● **Passage**:

I³ Tracker for Essential Open Innovation Datasets

Overview

I³ Tracker for Essential Open Innovation Datasets

This repository is set up to track, version, and contribute updates to the I³ Essential Open Innovation Dataset Index, which consists of lists of datasets and tools relevant to Innovation Data. This index may be collaboratively edited, either by making edits to markdown files contained in this repository, or editing metadata in the Google Sheet.

The repository checks the Google Sheet for changes every 5min (and will update the site if there are any), and will also re-build the site automatically when somebody makes an edit via git. The site is generated from markdown files in this repository using the static site generator Jekyll.

Add/edit a Dataset using Git

Each record in the index has a corresponding markdown file (auto-generated) in the folder datasets/. These files contain the basic metadata associated with the record in the frontmatter, and also allow more long-form information, such as details of queries, images, and other written information, to be added. Both of these things are editable.

When a markdown file is added to the datasets/ folder, a GitHub action publishes the metadata in the frontmatter to the Google Sheet, and to the archive csv, to keep the records up to date. This script calls various metadata scrapers to automatically pull information like permalinks, citation information, and versioning. Once the file has been successfully committed, a second action will run to refresh the state of the website to reflect the edits.

Contribution Steps

  1. fork the repository, create a markdown in the folder 'datasets' based on the template file
  2. add as much metadata as you like, and create a pull request in this repository
  3. all being well, this should automatically merge. if not, you can check the GitHub actions log, or open an issue. (make sure it's in the correct folder, and has a .md file extension before doing so)

● **Challenge 1**: From the passage, list the kinds of information that the metadata scrapers pull automatically.

● **Extracted information**:
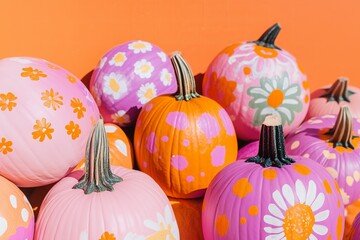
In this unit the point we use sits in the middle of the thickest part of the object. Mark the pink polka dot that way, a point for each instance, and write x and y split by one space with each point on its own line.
179 162
177 120
218 156
209 125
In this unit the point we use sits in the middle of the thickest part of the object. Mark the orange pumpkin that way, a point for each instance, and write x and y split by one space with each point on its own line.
183 141
188 217
120 148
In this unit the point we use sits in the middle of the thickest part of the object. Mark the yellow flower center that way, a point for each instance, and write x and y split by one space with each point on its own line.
299 221
275 98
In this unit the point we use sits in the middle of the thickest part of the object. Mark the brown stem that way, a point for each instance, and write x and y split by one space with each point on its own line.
338 91
98 176
342 132
185 78
271 145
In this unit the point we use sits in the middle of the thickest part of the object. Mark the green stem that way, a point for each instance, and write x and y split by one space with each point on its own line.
271 145
184 77
98 176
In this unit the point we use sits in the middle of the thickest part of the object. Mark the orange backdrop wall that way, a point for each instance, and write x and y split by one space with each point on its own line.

● **Challenge 2**: Identify every line of the entries that contains the word "green", and copy each such line.

● **Worked answer 1**:
- Permalinks
- Citation information
- Versioning

● **Worked answer 2**:
In this unit the point we use sits in the middle of the thickest part of the object. Mark the green stem that way, a point for each instance, and write x and y split by one space with each point on its own line.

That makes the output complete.